▸ Document segment

::::::::::

The program office already is writing open architecture into requirements documents, he said. Industry is falling in line, but their issues of intellectual property rights remain, he added.

“Yes, it is being written into the requirements documents,” he said. “Industry is responding extremely well and we are working through the proprietary data-rights issue. Oftentimes in the requirement process and in the acquisition process, you end up trading off requirements as the cost of a given systems tends to decrease over time. Often plug-and-play is one of those things that gets traded.”

The idea is to set standards for interfacing technologies to avoid the hodgepodge of proprietary systems that were bolted onto vehicles out of operational necessity over the past decade and half. Modular, scalable, open-systems architecture enable “plug-and-play mission flexibility across all tactical vehicles, will enable rapid vehicle modernization and shared resource allocation,” the ATIP document says.

One such architecture goes by the mouthful title, “Vehicular Integration for Command, Control, Communications, Computers, Intelligence, Surveillance and Reconnaissance (C4ISR)/Electronic Warfare Interoperability.” Under development by the Army, it is commonly shoehorned into the acronym VICTORY.

::::::::::

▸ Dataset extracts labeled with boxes
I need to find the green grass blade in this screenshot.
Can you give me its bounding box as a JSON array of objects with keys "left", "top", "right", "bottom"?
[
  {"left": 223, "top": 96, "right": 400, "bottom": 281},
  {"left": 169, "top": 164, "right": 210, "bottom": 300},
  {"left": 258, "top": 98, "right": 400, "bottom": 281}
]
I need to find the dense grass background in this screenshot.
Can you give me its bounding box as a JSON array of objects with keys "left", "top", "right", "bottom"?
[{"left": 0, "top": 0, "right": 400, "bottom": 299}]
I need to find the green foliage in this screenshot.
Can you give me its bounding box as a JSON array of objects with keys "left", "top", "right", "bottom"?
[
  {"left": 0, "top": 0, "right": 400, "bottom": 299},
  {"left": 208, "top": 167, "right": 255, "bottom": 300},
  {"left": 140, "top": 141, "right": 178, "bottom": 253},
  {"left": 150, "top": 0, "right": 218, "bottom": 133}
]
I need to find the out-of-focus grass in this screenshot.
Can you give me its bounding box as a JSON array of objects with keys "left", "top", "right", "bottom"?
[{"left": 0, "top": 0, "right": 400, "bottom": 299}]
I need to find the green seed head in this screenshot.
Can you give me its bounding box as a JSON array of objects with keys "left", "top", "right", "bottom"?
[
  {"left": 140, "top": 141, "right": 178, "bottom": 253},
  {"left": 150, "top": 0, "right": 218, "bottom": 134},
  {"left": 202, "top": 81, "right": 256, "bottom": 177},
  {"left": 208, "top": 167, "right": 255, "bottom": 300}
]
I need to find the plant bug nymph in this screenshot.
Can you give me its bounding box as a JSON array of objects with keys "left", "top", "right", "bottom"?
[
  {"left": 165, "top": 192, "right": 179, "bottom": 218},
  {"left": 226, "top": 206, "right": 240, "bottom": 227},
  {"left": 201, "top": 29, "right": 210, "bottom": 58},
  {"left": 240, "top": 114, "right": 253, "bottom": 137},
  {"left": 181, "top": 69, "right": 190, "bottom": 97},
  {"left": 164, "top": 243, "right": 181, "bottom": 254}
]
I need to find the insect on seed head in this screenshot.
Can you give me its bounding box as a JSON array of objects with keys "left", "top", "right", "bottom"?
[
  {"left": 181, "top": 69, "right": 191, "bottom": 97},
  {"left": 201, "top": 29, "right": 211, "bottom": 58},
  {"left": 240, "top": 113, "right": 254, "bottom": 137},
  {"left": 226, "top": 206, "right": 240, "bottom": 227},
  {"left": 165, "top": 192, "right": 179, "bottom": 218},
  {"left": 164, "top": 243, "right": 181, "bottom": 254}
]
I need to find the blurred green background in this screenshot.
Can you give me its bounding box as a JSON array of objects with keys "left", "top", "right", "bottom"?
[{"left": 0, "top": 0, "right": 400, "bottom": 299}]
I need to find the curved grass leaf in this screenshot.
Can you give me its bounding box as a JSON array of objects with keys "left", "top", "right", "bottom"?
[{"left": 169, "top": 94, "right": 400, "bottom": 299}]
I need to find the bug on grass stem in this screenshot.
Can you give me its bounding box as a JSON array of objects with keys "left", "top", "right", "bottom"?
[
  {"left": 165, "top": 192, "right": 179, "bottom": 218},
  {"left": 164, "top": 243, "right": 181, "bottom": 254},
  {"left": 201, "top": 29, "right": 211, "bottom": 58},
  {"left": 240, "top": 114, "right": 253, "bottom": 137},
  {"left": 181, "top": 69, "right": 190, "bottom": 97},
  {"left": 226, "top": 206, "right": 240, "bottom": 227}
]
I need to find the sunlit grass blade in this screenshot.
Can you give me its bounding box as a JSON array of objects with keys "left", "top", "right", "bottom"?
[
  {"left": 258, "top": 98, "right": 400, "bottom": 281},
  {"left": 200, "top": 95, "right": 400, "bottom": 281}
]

::::::::::

▸ Tasks to carry out
a: Quote the records word for word, from the line containing "I need to find the insect" through the end of the records, with both ends included.
b: Continue the piece on open architecture for Army tactical vehicles from the point where it stops.

▸ Results by task
a:
I need to find the insect on seed head in this screenshot.
Can you give me its bounding box as a JSON array of objects with keys "left", "top", "right", "bottom"?
[
  {"left": 181, "top": 69, "right": 191, "bottom": 97},
  {"left": 201, "top": 29, "right": 211, "bottom": 58},
  {"left": 240, "top": 113, "right": 254, "bottom": 137},
  {"left": 226, "top": 206, "right": 240, "bottom": 227},
  {"left": 165, "top": 192, "right": 179, "bottom": 218},
  {"left": 164, "top": 243, "right": 181, "bottom": 254}
]
I need to find the blurred green background in this screenshot.
Can you give me its bounding box as a JSON array of objects with keys "left", "top", "right", "bottom"?
[{"left": 0, "top": 0, "right": 400, "bottom": 299}]
I need to find the curved grass leaf in this screenshot.
Can you give me its bounding box as a JSON array of objects with keys "left", "top", "right", "bottom"?
[{"left": 169, "top": 94, "right": 400, "bottom": 299}]
I need to find the bug on grass stem in this screenshot.
Can you give me its bounding box as a JSON array of objects with keys "left", "top", "right", "bottom"?
[
  {"left": 165, "top": 192, "right": 179, "bottom": 218},
  {"left": 164, "top": 243, "right": 181, "bottom": 254},
  {"left": 201, "top": 29, "right": 211, "bottom": 58},
  {"left": 240, "top": 114, "right": 253, "bottom": 137},
  {"left": 181, "top": 69, "right": 190, "bottom": 97},
  {"left": 226, "top": 206, "right": 240, "bottom": 227}
]
I need to find the sunlit grass blade in this screenshot.
Can you give me its bounding box as a JSON array of objects with keys "left", "top", "right", "bottom"?
[
  {"left": 258, "top": 98, "right": 400, "bottom": 281},
  {"left": 200, "top": 95, "right": 400, "bottom": 281}
]

b:
VICTORY is a solution to a problem that arose from “operating forces applying solutions to identified C4ISR capability shortfalls through short-term solutions quickly bolted onto ground vehicles,” which weighed them down and created complex systems of systems that couldn’t always talk to each other, the ATIP says.

The architecture seeks to remedy that problem in future vehicles by defining common terminology, systems, components and interfaces. It also will set government-defined standard technical specifications for new technologies while providing a set of reference designs for industry to work into the products they pitch to the military.

So far, VICTORY has gained only minor traction, though the joint light tactical vehicle that will replace portions of the Army and Marine Corps legacy Humvee fleets is being built with a compliant electronics backbone. The Army’s Program Executive Office for Combat Support and Combat Service Support is working to introduce it to legacy support fleets.